* **TASK DIRECTIONS**:
Each entry must be output exactly as it appears.

(Point localization data)
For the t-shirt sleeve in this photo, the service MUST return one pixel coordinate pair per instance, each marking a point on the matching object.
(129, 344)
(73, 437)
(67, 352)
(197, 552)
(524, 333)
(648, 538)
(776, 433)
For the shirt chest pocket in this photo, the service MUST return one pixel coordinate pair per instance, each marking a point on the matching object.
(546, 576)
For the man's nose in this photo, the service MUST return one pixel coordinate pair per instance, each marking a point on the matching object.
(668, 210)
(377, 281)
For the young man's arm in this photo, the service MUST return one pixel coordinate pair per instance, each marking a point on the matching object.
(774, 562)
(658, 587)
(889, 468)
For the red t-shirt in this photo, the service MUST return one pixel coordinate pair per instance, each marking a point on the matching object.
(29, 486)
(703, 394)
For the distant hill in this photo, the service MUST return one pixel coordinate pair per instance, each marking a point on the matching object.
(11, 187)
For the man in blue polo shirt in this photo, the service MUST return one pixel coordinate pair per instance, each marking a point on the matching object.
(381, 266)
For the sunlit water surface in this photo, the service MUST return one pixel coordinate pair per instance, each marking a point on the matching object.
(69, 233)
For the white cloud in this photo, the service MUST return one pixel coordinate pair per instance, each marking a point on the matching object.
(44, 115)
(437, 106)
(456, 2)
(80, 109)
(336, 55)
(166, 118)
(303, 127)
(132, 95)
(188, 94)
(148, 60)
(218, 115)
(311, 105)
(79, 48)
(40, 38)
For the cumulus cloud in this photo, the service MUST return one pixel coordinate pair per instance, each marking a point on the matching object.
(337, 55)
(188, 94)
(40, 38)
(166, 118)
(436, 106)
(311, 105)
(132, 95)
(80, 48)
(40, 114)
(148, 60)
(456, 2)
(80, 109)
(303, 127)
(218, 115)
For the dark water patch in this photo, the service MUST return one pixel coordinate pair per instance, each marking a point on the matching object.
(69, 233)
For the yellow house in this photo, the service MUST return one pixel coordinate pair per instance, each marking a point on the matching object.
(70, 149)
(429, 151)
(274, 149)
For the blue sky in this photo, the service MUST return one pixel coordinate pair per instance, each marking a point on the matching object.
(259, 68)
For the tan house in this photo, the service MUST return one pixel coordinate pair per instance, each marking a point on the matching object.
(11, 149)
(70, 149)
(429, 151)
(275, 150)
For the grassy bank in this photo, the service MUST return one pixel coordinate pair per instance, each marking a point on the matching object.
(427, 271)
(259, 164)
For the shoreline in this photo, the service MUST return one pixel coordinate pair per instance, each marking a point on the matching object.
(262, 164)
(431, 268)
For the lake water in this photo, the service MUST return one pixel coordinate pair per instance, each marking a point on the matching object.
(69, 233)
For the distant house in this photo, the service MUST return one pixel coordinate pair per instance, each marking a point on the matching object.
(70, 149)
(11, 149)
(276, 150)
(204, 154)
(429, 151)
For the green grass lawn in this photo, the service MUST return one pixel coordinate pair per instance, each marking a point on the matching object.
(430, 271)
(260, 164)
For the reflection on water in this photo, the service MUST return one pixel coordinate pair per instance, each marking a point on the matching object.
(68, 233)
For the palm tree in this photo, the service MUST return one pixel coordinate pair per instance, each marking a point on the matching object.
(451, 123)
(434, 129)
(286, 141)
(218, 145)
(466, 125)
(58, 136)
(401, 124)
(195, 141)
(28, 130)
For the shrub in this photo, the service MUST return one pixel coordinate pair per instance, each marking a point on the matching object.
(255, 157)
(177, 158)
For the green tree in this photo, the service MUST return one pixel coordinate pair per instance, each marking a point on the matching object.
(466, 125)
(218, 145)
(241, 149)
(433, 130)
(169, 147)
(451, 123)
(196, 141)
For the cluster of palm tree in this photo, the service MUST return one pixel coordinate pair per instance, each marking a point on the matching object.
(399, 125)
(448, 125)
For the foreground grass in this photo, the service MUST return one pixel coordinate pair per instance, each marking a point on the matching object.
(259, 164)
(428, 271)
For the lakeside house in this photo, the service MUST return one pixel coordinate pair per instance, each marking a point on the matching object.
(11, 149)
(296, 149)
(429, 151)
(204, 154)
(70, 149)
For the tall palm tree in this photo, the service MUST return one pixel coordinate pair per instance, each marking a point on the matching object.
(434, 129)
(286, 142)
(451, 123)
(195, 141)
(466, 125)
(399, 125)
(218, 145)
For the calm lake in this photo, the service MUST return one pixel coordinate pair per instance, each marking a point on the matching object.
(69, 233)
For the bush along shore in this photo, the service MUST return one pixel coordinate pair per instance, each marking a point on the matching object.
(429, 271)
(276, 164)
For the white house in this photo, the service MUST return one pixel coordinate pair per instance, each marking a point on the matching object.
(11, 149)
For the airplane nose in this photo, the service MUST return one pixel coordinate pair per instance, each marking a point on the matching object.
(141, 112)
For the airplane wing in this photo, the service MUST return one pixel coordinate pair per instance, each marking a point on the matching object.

* **EXERCISE SOLUTION**:
For the t-shirt sleeve in this photo, the service MUST return one pixel coordinate pair per instance, each marking a point on the matching object.
(129, 344)
(73, 437)
(67, 352)
(197, 552)
(524, 333)
(648, 538)
(776, 433)
For the shirt chest pocket in this photo, the service MUST return one pixel coordinate pair per instance, each marking a point on the matching object.
(546, 576)
For the man's nose in this photo, the service MUST return one pixel coordinate pair per instance, each marking a point on the matching object.
(668, 210)
(377, 281)
For the young man's arm in this photo, the service MUST return one pixel coordinate pair per instance, each marking a point on the matching object.
(774, 562)
(658, 587)
(889, 468)
For the red t-shirt in this photo, the service MUST return one pixel coordinate pair per instance, each marking a point on the matching object.
(29, 486)
(703, 394)
For the distant hill in this photo, the service MUST return one pixel coordinate pair per instance, each marking a point on the matching object.
(11, 187)
For the man in blue polo shirt in this photo, the service MUST return one pixel coordinate pair per instance, each marking a point on the matching object.
(381, 266)
For the sunlit water surface in this photo, the service MUST return one pixel coordinate pair per instance, each marking a point on the matching object.
(69, 233)
For the white cloud in this photo, the service MUST return one pixel coordinate pair per instance, each marking a point on the matching object.
(44, 115)
(437, 106)
(456, 2)
(80, 109)
(336, 55)
(166, 118)
(303, 127)
(132, 95)
(188, 94)
(148, 60)
(218, 115)
(311, 105)
(79, 48)
(40, 38)
For the cumulus cloud in this photo, the service MUST return one pixel coordinate pair per instance, each marking a point on the matching object.
(337, 55)
(188, 94)
(40, 38)
(166, 118)
(436, 106)
(311, 105)
(132, 95)
(80, 48)
(40, 114)
(148, 60)
(456, 2)
(80, 109)
(303, 127)
(218, 115)
For the dark water patch in this photo, the service MUST return one pixel coordinate pair per instance, each marking a point on the matching object.
(69, 233)
For the yellow house in this photo, the service MUST return one pixel coordinate pair per instance, each marking a point on the matching object.
(70, 149)
(429, 151)
(274, 149)
For the blue sky in this photo, the service MUST return one pixel coordinate pair per instance, each marking a point on the matching object.
(259, 68)
For the tan house in this photo, the service MUST return one pixel coordinate pair per instance, each marking a point on the matching object.
(11, 149)
(70, 149)
(429, 151)
(275, 150)
For the grassy bank in this photo, the service MUST return one pixel coordinate pair per instance, each marking a point on the matching object.
(427, 271)
(259, 164)
For the shoreline in this photo, the service MUST return one pixel coordinate pair per instance, each marking a point on the matching object.
(262, 164)
(431, 268)
For the lake water in this photo, the service MUST return one pixel coordinate pair per instance, each marking a point on the matching object.
(69, 233)
For the distant house in this photo, the service MUST return one pixel coordinate pair per instance, each marking a point on the matching object.
(70, 149)
(11, 149)
(276, 150)
(204, 154)
(429, 151)
For the green grass lawn in this photo, the service MUST return one pixel coordinate pair per instance, each marking a point on the matching object.
(430, 271)
(260, 164)
For the reflection on water in this photo, the service MUST return one pixel coordinate pair per instance, each marking a point on the matching object.
(68, 233)
For the palm tree in this photo, the service MUST return one pixel coordinate pair per instance, each marking a point on the matching object.
(451, 123)
(434, 129)
(286, 141)
(218, 145)
(466, 125)
(58, 136)
(401, 124)
(195, 141)
(28, 130)
For the shrub in this photo, the service MUST return one pixel coordinate pair per instance, each marking a point on the matching object.
(255, 157)
(177, 158)
For the green tree in this photo, the service MUST return one pixel coordinate pair per instance, each marking a point on the matching object.
(466, 125)
(218, 145)
(241, 149)
(433, 130)
(169, 147)
(451, 123)
(196, 141)
For the cluster of palm tree in this photo, the service MUST return one pixel coordinate pair per instance, each marking a point on the matching object.
(399, 125)
(448, 125)
For the foreground grass in this photo, the service MUST return one pixel coordinate pair per instance, each marking a point on the matching object.
(259, 164)
(428, 271)
For the lakeside house in this photo, the service MUST return one pixel coordinate pair per instance, each marking a point on the matching object.
(11, 149)
(296, 149)
(429, 151)
(204, 154)
(70, 149)
For the tall palm tree in this photo, the service MUST return one pixel coordinate pair per instance, each marking a point on the matching object.
(434, 129)
(286, 142)
(451, 123)
(195, 141)
(466, 125)
(399, 125)
(218, 145)
For the calm lake in this photo, the service MUST return one pixel coordinate pair per instance, each marking a point on the matching object.
(69, 233)
For the bush along shore in this photo, the service MUST return one pixel coordinate pair per instance, each marking a point on the matching object.
(429, 271)
(276, 164)
For the white house in this photo, the service MUST return one pixel coordinate pair per instance, each marking a point on the matching object.
(11, 149)
For the airplane nose in this photo, the service MUST return one pixel coordinate pair per instance, each marking a point on the matching object.
(141, 112)
For the airplane wing in this photo, the service MUST return one pixel coordinate pair per instance, each marking a point on the matching object.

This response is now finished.